**PASSAGE PROVIDED**
-- -- --
The northern section of current-day Cherry Hill near Madison Street was originally named Second Hill, then later Renton Hill. The portion of the current-day Cherry Hill neighborhood bounded by Union and Cherry Streets and 10th and 20th Streets was added to the city of Seattle in 1870 as the Edes and Knight addition, and was replatted in 1890. A more southern section between Cherry and Alder Streets and 12th and 20th Avenues was added in 1890 as the Squire Park addition, after former Washington Territory governor and US Senator Watson Squire, who formerly owned the land in that section.

The name Cherry Hill was suggested by city councilmember Harlan Edwards in 1959 to describe the area for an Urban Renewal Project bounded by Cherry and Yesler Streets and 17th and 23rd Avenues, which includes Squire Park. The name Cherry Hill was subsequently widely used throughout this area in the 1960s and 1970s, and was also used for structures north of Cherry Street such as the Cherry Hill Community Center and the Cherry Hill Baptist Church. The naming of a larger neighborhood named Squire Park bounded by Union and Jackson Streets and 12th and 23rd Avenues appeared with the establishment of the Squire Park Neighborhood Council in 1986. The renaming of Providence Hospital to Swedish Medical Center Cherry Hill in 2007 reintroduced the name Cherry Hill to the area from Madison Street to the hospital.

From 1959 to 1976 the Cherry Hill Urban Renewal Project mentioned above—also known as Conservation Project No. 1—was Seattle's first urban renewal project. The area between Cherry Street and Yesler Way has seen a number of progressions, with a large number of Scandinavians at the beginning of the 20th century, evolving to a predominantly Jewish neighborhood through the 1960s and a predominantly African-American neighborhood in the 1980s. During the 1970s, the hill also housed key parts of Seattle's LGBTQ community. As the community shifted out of Pioneer Square, groups like the Dorian Society and Gay Liberation Front created healing-focused services that were more visible than LGBTQ gathering spaces had previously been in Seattle.^{:157-159}

From 2016 to 2020, the Lutheran Church of the Good Shepherd and the Low Income Housing Institute sponsored a tiny house village at the corner of Union Street and 22nd Avenue. In 2020, a new tiny house village named was established on the southeast corner of Cherry Street and 22nd Avenue, on land formerly belonging to the Christ Spirit Church (formerly the Cherry Hill Baptist Church).
-- -- --
**EXTRACTED DATA**
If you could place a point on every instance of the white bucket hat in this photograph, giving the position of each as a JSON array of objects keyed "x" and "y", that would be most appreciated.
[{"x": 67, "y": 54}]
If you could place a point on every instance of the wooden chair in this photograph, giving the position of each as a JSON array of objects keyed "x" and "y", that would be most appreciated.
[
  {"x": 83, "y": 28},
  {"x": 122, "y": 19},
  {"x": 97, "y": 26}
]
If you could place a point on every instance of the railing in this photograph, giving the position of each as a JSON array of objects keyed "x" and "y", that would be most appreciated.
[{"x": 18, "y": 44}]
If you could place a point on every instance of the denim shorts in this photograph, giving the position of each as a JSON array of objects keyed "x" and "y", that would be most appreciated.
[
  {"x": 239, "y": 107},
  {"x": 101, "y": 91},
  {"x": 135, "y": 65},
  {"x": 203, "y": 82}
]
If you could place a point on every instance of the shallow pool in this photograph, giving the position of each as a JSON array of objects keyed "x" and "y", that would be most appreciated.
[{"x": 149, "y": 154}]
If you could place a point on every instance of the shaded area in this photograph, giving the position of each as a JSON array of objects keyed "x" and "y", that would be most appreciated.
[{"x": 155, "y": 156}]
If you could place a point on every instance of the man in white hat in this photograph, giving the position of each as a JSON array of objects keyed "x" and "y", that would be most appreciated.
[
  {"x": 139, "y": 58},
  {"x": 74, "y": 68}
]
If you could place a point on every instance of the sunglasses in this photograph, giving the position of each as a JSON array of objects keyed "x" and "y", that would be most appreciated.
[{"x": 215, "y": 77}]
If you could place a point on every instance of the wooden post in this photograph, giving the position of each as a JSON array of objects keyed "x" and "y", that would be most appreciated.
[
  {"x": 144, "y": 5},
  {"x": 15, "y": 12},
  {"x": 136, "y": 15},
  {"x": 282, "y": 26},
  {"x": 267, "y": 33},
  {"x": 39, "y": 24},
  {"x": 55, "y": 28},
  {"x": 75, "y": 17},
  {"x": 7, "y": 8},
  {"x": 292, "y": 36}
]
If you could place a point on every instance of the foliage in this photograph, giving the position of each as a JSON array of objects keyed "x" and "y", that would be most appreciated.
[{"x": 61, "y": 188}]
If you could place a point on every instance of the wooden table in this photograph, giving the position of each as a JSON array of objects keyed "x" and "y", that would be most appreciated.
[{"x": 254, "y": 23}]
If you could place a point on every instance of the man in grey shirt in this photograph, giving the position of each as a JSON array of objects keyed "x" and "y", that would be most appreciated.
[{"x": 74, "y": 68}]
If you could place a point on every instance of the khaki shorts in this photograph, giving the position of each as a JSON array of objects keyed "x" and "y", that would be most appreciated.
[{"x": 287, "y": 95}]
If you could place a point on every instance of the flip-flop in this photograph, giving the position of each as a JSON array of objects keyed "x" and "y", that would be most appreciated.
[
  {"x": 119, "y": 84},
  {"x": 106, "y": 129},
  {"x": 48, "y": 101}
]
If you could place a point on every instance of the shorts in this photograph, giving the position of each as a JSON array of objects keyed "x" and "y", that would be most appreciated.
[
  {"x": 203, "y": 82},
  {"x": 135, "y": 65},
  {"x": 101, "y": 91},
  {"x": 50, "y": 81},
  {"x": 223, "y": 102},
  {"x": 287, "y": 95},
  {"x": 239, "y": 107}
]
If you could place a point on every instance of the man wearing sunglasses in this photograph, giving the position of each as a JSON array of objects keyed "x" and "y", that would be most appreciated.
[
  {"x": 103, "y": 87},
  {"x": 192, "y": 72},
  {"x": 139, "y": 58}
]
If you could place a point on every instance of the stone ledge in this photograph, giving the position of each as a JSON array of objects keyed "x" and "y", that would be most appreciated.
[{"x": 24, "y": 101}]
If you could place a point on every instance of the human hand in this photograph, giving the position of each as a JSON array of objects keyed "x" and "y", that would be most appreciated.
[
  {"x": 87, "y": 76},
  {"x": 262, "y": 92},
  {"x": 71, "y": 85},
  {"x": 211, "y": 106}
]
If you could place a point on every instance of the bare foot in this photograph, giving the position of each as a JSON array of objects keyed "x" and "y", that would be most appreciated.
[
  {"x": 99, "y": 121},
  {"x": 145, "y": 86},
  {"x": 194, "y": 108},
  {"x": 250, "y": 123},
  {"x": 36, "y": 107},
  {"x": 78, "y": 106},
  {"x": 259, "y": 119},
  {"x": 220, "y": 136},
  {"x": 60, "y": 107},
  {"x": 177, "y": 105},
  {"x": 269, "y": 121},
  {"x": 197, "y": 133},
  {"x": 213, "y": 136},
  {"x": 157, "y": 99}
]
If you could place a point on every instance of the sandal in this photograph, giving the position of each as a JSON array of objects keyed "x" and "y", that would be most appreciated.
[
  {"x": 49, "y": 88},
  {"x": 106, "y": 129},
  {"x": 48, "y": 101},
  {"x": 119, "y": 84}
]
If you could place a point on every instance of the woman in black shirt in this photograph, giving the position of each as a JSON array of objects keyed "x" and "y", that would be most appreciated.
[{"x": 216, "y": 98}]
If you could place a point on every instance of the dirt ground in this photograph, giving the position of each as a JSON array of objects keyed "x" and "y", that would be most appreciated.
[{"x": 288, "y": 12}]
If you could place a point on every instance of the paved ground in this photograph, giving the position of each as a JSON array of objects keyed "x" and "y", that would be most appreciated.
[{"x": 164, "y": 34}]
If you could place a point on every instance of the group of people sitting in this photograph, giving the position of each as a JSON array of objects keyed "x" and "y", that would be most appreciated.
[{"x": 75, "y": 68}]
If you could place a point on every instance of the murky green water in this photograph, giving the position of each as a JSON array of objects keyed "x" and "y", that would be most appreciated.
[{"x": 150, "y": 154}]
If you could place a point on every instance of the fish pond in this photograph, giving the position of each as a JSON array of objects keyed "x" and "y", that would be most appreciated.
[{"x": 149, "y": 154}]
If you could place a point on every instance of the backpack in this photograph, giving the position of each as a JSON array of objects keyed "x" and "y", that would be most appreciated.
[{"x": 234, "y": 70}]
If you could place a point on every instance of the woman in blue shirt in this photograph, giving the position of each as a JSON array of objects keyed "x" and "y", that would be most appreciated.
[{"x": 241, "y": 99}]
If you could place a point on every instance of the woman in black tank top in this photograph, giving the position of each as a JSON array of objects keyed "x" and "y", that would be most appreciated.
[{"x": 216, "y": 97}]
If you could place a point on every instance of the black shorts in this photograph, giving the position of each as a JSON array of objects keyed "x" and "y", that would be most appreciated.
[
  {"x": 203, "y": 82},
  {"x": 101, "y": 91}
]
-- -- --
**ASSIGNMENT 1**
For each statement, say whether it agrees with the Cherry Hill history, answering yes or no and quoting the deciding words. (a) The name Cherry Hill was suggested in 1959 by a city councilmember. (b) The Squire Park addition became part of Seattle in 1870. (c) Providence Hospital was renamed in 2007.
**ASSIGNMENT 2**
Pick up the Cherry Hill history after its final sentence and continue it.
The rows have no connection to the Cherry Hill history.

**EXERCISE OUTPUT 1**
(a) Yes: "The name Cherry Hill was suggested by city councilmember Harlan Edwards in 1959"
(b) No: "was added in 1890 as the Squire Park addition"
(c) Yes: "The renaming of Providence Hospital to Swedish Medical Center Cherry Hill in 2007"

**EXERCISE OUTPUT 2**
The enduring nature of both the Cherry Hill and Squire Park neighborhood names may be explained by advantages of each. Cherry Hill serves as a convenient replacement for the Renton Hill name, which has fallen out of favor, and acknowledges that the neighborhood shares a geographic feature with the adjacent Capitol Hill neighborhood while maintaining Madison St as the traditional southern border of Capitol Hill. Squire Park has the advantage of historical continuity and usage in property records, although this only applies for the region between Cherry and Alder Streets. Designating Cherry Hill and Squire Park as two different neighborhoods separated by Cherry Street may be a way to retain both names, although this would entail assigning the entire area originally named Cherry Hill in 1959 to Squire Park.

== Landmarks (from north to south) ==
- Temple De Hirsch Sinai Jewish Temple
- T.T. Minor Elementary School
- Spring Street Mini Park
- Church of the Immaculate Conception, Seattle's oldest Roman Catholic Church. Built in 1904. The parish was founded by the Jesuit Fathers in 1891.
- Fire Station #23 (remodelled as the Cherry Hill Community Center in 1970)
- Cherry Hill Baptist Church Protestant Christian Church (demolished 2018)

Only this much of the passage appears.